◆ 原文抜粋:
>>>>>

Club Pelican

NOTE

「エトワール達の花束」(Aプロ)

(2007年8月3日、東京文化会館大ホール)

今シーズンで引退するアレッサンドラ・フェリの日本での引退公演です。観終わってみれば、とても良い公演でした。以下はその感想ですが、ロベルト・ボッレのファンの方で、ボッレが批判されるのにはとても耐えられない、というみなさんは読まないで下さい。

公演前は納得できないところが多々あった。演目のほとんどが決定しないうちにチケットを販売したこと、音楽は生ではなくテープ演奏であるのにチケットの値段が常軌を逸した高さであったこと、しかも席のエリア設定がいささか腑に落ちないものであった(東京文化会館の1階R、L列がS席に設定されていたが、通常はA席である)ことなどである。

フタを開けてみれば、演目はよく吟味されたものとはいえ多いとはいえず、そしてそれが原因で公演時間は短かった。配布されたタイム・テーブルは、実際よりかなり長めに書かれていた。第一部が80分、休憩20分、第二部が70分であるというのだが、実際の公演時間は休憩時間(20分)を除くときっかり2時間であった。7時に始まって9時20分に終わった。バツが悪かったのか、「文書」の上では30分水増ししたわけだ。

また舞台装置や美術は必要最小限である。よって、高額なチケット料金はダンサーたちの招聘と各々の作品上演の許可を得るのに厖大な費用がかかったことが原因だと思われるが、もとよりそんなことは観客の責任ではない。

もっとも、これらのことは会場のアンケートにすべて書いた。次回からは工夫して改善してほしい。それに、たぶんチケットを売り出してから、「この値段はさすがにマズい」と主催者側も思ったのだろうか。有料のプログラムはなく、簡素なものではあるが、無料のプログラムを配布していた。これはよいフォローだと思う。

<<<<<

◆ 提供データ:
>>>>>

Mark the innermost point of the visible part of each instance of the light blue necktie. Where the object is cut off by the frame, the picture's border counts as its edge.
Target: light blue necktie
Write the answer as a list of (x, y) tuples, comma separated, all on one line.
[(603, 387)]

<<<<<

◆ 要件 1:
原文抜粋によると、実際の公演は何時に始まり何時に終わったかを答えてください。
◆ 要件 2:
原文抜粋のうち、「(2007年8月3日、東京文化会館大ホール)」から「A席である)ことなどである。」までの部分を一字も変えずに出力してください。

◆ 正しい結果 1:
7時に始まって9時20分に終わりました。

◆ 正しい結果 2:
(2007年8月3日、東京文化会館大ホール)

今シーズンで引退するアレッサンドラ・フェリの日本での引退公演です。観終わってみれば、とても良い公演でした。以下はその感想ですが、ロベルト・ボッレのファンの方で、ボッレが批判されるのにはとても耐えられない、というみなさんは読まないで下さい。

公演前は納得できないところが多々あった。演目のほとんどが決定しないうちにチケットを販売したこと、音楽は生ではなくテープ演奏であるのにチケットの値段が常軌を逸した高さであったこと、しかも席のエリア設定がいささか腑に落ちないものであった(東京文化会館の1階R、L列がS席に設定されていたが、通常はA席である)ことなどである。